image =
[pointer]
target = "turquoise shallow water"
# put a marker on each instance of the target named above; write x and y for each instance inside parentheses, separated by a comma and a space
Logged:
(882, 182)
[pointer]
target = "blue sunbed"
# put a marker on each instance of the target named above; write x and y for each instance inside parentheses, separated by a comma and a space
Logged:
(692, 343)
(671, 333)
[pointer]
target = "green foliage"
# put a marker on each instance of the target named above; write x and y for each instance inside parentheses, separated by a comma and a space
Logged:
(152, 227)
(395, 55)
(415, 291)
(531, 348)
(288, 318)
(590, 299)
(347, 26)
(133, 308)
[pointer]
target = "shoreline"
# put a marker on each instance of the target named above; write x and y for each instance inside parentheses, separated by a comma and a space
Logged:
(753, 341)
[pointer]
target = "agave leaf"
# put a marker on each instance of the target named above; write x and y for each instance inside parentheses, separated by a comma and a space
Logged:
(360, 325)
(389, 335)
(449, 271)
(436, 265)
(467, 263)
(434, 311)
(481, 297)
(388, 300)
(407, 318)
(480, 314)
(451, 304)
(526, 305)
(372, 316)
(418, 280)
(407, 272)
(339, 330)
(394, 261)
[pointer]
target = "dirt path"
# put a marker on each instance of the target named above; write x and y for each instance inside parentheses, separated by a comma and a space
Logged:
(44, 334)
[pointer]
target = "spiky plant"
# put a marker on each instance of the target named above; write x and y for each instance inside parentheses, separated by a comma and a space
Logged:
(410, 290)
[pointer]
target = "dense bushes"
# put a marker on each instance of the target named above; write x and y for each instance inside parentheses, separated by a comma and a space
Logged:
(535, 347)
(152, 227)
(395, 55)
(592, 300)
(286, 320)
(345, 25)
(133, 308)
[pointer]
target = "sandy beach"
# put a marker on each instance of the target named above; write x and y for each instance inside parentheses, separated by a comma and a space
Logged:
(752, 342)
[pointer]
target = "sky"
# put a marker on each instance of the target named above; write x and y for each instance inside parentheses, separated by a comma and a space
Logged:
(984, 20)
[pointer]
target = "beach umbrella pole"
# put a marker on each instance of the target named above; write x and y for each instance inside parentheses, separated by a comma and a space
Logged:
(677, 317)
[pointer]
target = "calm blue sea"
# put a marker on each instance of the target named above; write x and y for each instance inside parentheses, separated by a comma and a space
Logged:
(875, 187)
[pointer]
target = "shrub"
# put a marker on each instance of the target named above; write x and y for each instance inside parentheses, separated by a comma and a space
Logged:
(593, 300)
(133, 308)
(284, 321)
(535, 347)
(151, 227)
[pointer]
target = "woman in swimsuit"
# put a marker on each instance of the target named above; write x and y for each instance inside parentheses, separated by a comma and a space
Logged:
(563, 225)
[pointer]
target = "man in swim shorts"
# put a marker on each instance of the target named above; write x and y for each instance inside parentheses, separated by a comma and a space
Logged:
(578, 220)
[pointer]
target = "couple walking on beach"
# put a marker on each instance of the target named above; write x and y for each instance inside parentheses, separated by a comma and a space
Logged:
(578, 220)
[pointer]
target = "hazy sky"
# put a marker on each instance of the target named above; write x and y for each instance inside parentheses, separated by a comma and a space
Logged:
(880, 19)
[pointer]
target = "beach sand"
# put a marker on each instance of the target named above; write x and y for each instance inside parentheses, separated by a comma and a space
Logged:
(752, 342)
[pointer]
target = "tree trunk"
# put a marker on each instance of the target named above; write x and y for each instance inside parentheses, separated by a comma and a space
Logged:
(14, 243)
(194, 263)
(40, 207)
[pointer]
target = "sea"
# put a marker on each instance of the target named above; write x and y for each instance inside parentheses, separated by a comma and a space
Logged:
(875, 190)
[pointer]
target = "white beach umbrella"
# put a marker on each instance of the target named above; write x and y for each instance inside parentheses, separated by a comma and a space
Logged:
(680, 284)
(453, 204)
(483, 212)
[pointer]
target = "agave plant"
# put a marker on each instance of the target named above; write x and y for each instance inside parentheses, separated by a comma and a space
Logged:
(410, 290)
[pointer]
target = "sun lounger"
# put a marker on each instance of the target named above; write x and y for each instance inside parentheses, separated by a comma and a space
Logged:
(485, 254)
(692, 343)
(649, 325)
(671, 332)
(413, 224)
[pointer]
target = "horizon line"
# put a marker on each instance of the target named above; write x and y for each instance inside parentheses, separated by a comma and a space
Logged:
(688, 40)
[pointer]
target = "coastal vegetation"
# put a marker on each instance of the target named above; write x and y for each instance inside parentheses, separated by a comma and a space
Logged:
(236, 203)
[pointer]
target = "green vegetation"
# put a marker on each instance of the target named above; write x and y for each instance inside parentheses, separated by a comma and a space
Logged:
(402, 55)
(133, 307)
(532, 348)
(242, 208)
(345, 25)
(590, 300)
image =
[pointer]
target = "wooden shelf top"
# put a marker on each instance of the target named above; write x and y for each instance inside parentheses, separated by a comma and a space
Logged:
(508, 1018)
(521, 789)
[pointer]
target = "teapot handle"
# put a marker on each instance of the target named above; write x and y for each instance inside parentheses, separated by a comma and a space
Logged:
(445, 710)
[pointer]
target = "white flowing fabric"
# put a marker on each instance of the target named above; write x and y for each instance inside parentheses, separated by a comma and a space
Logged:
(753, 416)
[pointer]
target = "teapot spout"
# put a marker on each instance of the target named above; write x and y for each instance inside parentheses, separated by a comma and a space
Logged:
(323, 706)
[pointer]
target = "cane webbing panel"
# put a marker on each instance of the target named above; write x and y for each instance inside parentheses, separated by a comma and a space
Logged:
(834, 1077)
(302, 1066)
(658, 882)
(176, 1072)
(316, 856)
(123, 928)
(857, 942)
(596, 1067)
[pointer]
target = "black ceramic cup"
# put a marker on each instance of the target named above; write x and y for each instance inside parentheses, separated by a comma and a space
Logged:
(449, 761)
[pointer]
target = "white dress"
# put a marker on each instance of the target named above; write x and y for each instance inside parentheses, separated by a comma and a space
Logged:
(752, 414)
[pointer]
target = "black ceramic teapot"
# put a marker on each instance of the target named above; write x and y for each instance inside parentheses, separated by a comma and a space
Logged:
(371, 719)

######

▶ The task
All that is needed is a number: the count of lines in the listing that hold "black".

▶ Task solution
2